Work instruction: In the lines below, output everything from the first line through the line containing "[locate] green safety" exactly as it is. Pictures are not part of the output.

The data:
####################

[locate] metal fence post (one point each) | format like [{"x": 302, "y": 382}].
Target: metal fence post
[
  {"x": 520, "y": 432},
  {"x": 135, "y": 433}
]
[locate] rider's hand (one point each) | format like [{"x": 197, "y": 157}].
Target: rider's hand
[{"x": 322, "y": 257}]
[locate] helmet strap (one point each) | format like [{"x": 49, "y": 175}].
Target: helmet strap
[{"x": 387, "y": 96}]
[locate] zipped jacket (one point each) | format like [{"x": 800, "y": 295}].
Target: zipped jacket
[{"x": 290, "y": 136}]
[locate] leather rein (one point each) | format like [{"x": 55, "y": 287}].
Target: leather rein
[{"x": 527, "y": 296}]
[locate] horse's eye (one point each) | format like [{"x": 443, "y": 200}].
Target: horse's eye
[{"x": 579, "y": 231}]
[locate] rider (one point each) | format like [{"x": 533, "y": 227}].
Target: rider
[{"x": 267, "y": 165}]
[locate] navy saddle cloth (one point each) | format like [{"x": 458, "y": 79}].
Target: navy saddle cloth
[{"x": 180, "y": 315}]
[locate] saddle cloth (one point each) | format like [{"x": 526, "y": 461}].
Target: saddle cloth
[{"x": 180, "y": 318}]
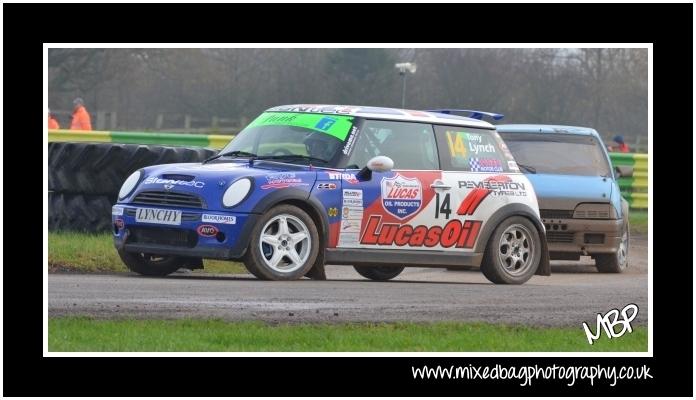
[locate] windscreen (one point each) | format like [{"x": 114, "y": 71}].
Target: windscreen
[
  {"x": 558, "y": 154},
  {"x": 279, "y": 134}
]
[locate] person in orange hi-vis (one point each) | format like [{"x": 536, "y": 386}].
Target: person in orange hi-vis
[
  {"x": 52, "y": 121},
  {"x": 80, "y": 121}
]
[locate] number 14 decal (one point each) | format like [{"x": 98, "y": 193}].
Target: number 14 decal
[
  {"x": 467, "y": 207},
  {"x": 442, "y": 208}
]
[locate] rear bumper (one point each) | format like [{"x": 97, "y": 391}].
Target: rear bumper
[{"x": 583, "y": 236}]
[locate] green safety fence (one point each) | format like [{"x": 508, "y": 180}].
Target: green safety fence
[
  {"x": 173, "y": 139},
  {"x": 635, "y": 188}
]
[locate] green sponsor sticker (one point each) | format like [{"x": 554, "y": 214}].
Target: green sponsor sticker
[{"x": 337, "y": 126}]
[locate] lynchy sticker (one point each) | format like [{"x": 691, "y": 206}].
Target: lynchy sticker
[
  {"x": 351, "y": 225},
  {"x": 153, "y": 180},
  {"x": 282, "y": 180},
  {"x": 401, "y": 196},
  {"x": 485, "y": 165},
  {"x": 350, "y": 178},
  {"x": 352, "y": 213},
  {"x": 348, "y": 239},
  {"x": 219, "y": 219}
]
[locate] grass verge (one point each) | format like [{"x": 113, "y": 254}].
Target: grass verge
[
  {"x": 82, "y": 252},
  {"x": 86, "y": 334}
]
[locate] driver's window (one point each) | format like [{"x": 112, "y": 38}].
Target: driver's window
[{"x": 410, "y": 145}]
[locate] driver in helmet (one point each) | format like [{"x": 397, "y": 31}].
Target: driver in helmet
[{"x": 318, "y": 146}]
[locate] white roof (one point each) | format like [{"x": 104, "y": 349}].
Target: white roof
[{"x": 395, "y": 114}]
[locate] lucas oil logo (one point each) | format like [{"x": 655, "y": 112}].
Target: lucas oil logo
[{"x": 401, "y": 196}]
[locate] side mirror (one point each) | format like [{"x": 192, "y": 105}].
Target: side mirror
[
  {"x": 624, "y": 171},
  {"x": 376, "y": 164}
]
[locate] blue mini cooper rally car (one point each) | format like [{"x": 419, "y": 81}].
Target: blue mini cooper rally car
[{"x": 307, "y": 185}]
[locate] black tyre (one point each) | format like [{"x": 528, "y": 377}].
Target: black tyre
[
  {"x": 378, "y": 273},
  {"x": 284, "y": 244},
  {"x": 513, "y": 252},
  {"x": 617, "y": 262},
  {"x": 74, "y": 212},
  {"x": 101, "y": 168},
  {"x": 151, "y": 265}
]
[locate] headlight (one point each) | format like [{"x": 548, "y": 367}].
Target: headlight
[
  {"x": 595, "y": 211},
  {"x": 129, "y": 185},
  {"x": 237, "y": 192}
]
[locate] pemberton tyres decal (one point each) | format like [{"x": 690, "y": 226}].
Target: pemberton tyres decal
[
  {"x": 337, "y": 126},
  {"x": 399, "y": 209}
]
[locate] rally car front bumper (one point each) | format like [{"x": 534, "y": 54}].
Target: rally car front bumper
[{"x": 229, "y": 243}]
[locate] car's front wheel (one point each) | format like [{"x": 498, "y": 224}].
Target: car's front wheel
[
  {"x": 284, "y": 244},
  {"x": 150, "y": 264},
  {"x": 513, "y": 252},
  {"x": 378, "y": 273},
  {"x": 616, "y": 262}
]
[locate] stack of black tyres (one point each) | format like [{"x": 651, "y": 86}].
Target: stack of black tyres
[{"x": 84, "y": 178}]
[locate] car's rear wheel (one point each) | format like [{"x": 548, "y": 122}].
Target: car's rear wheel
[
  {"x": 378, "y": 273},
  {"x": 617, "y": 262},
  {"x": 284, "y": 244},
  {"x": 513, "y": 252},
  {"x": 151, "y": 264}
]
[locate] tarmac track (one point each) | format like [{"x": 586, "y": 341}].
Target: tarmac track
[{"x": 574, "y": 293}]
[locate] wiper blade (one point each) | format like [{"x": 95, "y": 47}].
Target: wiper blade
[
  {"x": 292, "y": 156},
  {"x": 230, "y": 153},
  {"x": 527, "y": 167}
]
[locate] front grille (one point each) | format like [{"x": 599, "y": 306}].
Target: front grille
[
  {"x": 185, "y": 216},
  {"x": 556, "y": 214},
  {"x": 594, "y": 238},
  {"x": 163, "y": 236},
  {"x": 592, "y": 214},
  {"x": 169, "y": 199},
  {"x": 560, "y": 237}
]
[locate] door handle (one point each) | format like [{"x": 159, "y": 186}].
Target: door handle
[{"x": 440, "y": 186}]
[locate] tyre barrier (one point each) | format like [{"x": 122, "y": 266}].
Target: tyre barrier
[
  {"x": 84, "y": 178},
  {"x": 634, "y": 189}
]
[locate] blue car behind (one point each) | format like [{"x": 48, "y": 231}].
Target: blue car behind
[{"x": 577, "y": 189}]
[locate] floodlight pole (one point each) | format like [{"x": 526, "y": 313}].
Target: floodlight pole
[{"x": 402, "y": 72}]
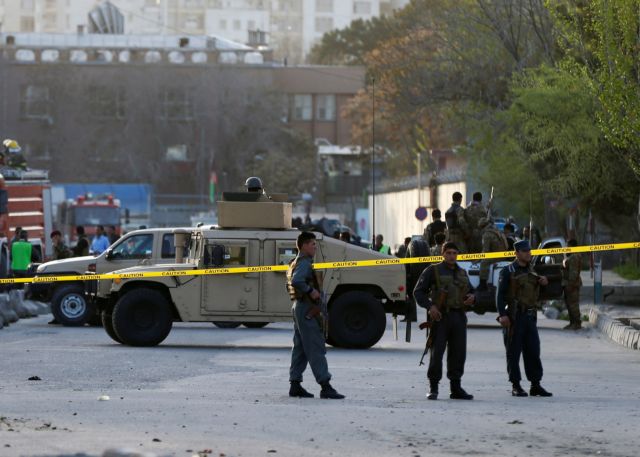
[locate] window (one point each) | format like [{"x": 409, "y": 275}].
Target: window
[
  {"x": 326, "y": 107},
  {"x": 362, "y": 8},
  {"x": 324, "y": 24},
  {"x": 324, "y": 6},
  {"x": 27, "y": 24},
  {"x": 177, "y": 104},
  {"x": 35, "y": 102},
  {"x": 302, "y": 107},
  {"x": 107, "y": 102},
  {"x": 133, "y": 247}
]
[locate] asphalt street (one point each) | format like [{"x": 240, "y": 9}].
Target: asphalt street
[{"x": 224, "y": 392}]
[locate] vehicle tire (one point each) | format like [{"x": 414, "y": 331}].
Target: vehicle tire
[
  {"x": 255, "y": 324},
  {"x": 142, "y": 317},
  {"x": 356, "y": 320},
  {"x": 221, "y": 324},
  {"x": 69, "y": 306},
  {"x": 107, "y": 323}
]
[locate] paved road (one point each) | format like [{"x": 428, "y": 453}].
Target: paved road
[{"x": 225, "y": 391}]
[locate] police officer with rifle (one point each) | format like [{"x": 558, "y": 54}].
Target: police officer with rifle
[
  {"x": 518, "y": 292},
  {"x": 444, "y": 290},
  {"x": 309, "y": 322}
]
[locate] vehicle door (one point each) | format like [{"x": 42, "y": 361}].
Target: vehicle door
[
  {"x": 128, "y": 251},
  {"x": 275, "y": 298},
  {"x": 551, "y": 267},
  {"x": 230, "y": 293}
]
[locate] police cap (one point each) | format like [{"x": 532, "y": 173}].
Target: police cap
[{"x": 522, "y": 245}]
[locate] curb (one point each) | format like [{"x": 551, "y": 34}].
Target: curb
[{"x": 614, "y": 329}]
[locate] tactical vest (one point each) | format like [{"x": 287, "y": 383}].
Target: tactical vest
[
  {"x": 456, "y": 289},
  {"x": 311, "y": 281},
  {"x": 451, "y": 218},
  {"x": 524, "y": 289}
]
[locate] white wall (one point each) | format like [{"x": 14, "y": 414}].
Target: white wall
[{"x": 395, "y": 211}]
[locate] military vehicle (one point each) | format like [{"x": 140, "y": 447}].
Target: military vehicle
[
  {"x": 68, "y": 304},
  {"x": 140, "y": 311}
]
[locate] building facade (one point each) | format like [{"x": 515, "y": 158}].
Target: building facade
[
  {"x": 164, "y": 110},
  {"x": 291, "y": 27}
]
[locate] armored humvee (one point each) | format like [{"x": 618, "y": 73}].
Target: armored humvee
[{"x": 139, "y": 311}]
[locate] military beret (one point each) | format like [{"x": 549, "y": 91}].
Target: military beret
[{"x": 522, "y": 245}]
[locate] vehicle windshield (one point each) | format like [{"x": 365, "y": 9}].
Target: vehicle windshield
[{"x": 97, "y": 215}]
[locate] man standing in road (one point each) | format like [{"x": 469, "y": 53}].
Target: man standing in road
[
  {"x": 60, "y": 251},
  {"x": 308, "y": 326},
  {"x": 472, "y": 215},
  {"x": 437, "y": 226},
  {"x": 380, "y": 246},
  {"x": 493, "y": 240},
  {"x": 100, "y": 242},
  {"x": 457, "y": 228},
  {"x": 571, "y": 268},
  {"x": 444, "y": 290},
  {"x": 518, "y": 291}
]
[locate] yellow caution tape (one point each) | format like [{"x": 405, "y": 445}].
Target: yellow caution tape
[{"x": 317, "y": 266}]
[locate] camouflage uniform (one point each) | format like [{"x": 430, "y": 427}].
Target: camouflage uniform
[
  {"x": 493, "y": 240},
  {"x": 472, "y": 214},
  {"x": 457, "y": 228},
  {"x": 572, "y": 281}
]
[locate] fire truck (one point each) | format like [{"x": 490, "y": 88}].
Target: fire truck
[{"x": 89, "y": 211}]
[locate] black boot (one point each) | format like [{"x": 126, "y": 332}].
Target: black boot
[
  {"x": 296, "y": 390},
  {"x": 433, "y": 390},
  {"x": 538, "y": 391},
  {"x": 329, "y": 392},
  {"x": 458, "y": 393},
  {"x": 517, "y": 390}
]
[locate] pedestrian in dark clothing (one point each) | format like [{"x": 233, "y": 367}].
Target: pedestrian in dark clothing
[
  {"x": 308, "y": 322},
  {"x": 518, "y": 292},
  {"x": 437, "y": 226},
  {"x": 444, "y": 290}
]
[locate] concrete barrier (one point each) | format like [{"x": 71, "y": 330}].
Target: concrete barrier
[{"x": 624, "y": 335}]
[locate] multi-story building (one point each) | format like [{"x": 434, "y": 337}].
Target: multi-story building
[
  {"x": 164, "y": 110},
  {"x": 291, "y": 27}
]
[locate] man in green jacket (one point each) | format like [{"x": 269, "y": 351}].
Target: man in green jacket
[{"x": 21, "y": 255}]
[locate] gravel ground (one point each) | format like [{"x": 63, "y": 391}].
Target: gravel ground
[{"x": 224, "y": 392}]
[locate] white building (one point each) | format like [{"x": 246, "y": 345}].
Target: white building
[{"x": 292, "y": 26}]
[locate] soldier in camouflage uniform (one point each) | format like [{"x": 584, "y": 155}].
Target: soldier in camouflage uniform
[
  {"x": 493, "y": 240},
  {"x": 518, "y": 293},
  {"x": 572, "y": 266},
  {"x": 457, "y": 228},
  {"x": 308, "y": 337},
  {"x": 472, "y": 214}
]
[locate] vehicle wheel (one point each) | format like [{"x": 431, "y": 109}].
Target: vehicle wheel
[
  {"x": 255, "y": 324},
  {"x": 356, "y": 320},
  {"x": 221, "y": 324},
  {"x": 107, "y": 323},
  {"x": 142, "y": 317},
  {"x": 69, "y": 306}
]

####################

Response to this exercise:
[locate] metal fence post (one point each) | format like [{"x": 302, "y": 382}].
Target: metal fence post
[
  {"x": 520, "y": 432},
  {"x": 135, "y": 433}
]
[locate] rider's hand (one point each) | format like [{"x": 197, "y": 157}].
Target: rider's hand
[{"x": 322, "y": 257}]
[locate] helmet strap (one point each) | format like [{"x": 49, "y": 175}].
Target: helmet strap
[{"x": 387, "y": 96}]
[locate] zipped jacket (one point each) | format like [{"x": 800, "y": 295}].
Target: zipped jacket
[{"x": 290, "y": 136}]
[locate] leather rein (one point each) | format like [{"x": 55, "y": 287}].
Target: leather rein
[{"x": 527, "y": 296}]
[locate] horse's eye (one point each) | format like [{"x": 443, "y": 200}].
Target: horse's eye
[{"x": 579, "y": 231}]
[locate] rider (one point each) | format like [{"x": 533, "y": 227}].
Target: rider
[{"x": 267, "y": 165}]
[locate] navy saddle cloth (one point each) | format like [{"x": 458, "y": 79}].
Target: navy saddle cloth
[{"x": 180, "y": 315}]
[locate] saddle cloth (one point each) | format like [{"x": 526, "y": 461}].
Target: saddle cloth
[{"x": 180, "y": 318}]
[locate] windscreen (one point each) | format like [{"x": 114, "y": 71}].
Target: windscreen
[
  {"x": 558, "y": 154},
  {"x": 279, "y": 134}
]
[locate] person in orange hi-vis (one point each) | format like [{"x": 536, "y": 386}].
Target: person in orange hi-vis
[
  {"x": 52, "y": 121},
  {"x": 80, "y": 121}
]
[locate] number 14 decal (one point each) | format like [{"x": 98, "y": 193}].
Target: number 14 decal
[
  {"x": 467, "y": 207},
  {"x": 442, "y": 208}
]
[locate] rear bumper (one point each) | format like [{"x": 97, "y": 391}].
Target: rear bumper
[{"x": 583, "y": 236}]
[locate] green safety fence (one point each) | format like [{"x": 508, "y": 180}].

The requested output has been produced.